(Image point grounding data)
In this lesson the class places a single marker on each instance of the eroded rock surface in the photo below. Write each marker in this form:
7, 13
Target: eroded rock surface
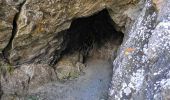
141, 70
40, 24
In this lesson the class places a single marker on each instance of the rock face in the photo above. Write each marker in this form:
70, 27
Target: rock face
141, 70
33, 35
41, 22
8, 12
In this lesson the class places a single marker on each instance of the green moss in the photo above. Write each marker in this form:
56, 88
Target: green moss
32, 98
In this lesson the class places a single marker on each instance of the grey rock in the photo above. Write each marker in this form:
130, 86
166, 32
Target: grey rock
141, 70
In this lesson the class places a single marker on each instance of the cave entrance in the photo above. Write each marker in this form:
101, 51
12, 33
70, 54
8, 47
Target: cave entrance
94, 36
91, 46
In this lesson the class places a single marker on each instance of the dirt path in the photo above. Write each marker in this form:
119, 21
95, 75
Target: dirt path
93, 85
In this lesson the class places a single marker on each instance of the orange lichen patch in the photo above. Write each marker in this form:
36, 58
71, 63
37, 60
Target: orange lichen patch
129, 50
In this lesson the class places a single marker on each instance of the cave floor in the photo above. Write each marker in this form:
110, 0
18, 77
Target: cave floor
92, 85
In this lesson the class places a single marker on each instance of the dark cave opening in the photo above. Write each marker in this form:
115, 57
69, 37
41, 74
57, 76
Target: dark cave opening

| TASK BRIEF |
Find the line that contains "Target: cave entrance". Copy it and every line after it to the end of the records, exactly, and nothing more.

| YOUR SOLUTION |
Target: cave entrance
94, 36
91, 46
In this lesson the class places a single marker on each instance of the dirt path in the photo above. Write each marker in this form:
119, 21
95, 75
Target: dirt path
93, 85
In this lesson the class places a single marker on each instance of the orange lichen patch in the photo above. Write each marker in this form:
36, 58
71, 63
37, 60
Target: orange lichen patch
129, 50
In this lesson the class places a single marker on each instance of the cave floor in the photo above. Write each marker in this form:
110, 0
18, 77
Target: cave floor
92, 85
In this lesson the class places a single marker on each instance of the dark cave opening in the photo above. Write each marker in this form:
115, 57
69, 37
41, 74
57, 76
Target: dark cave opening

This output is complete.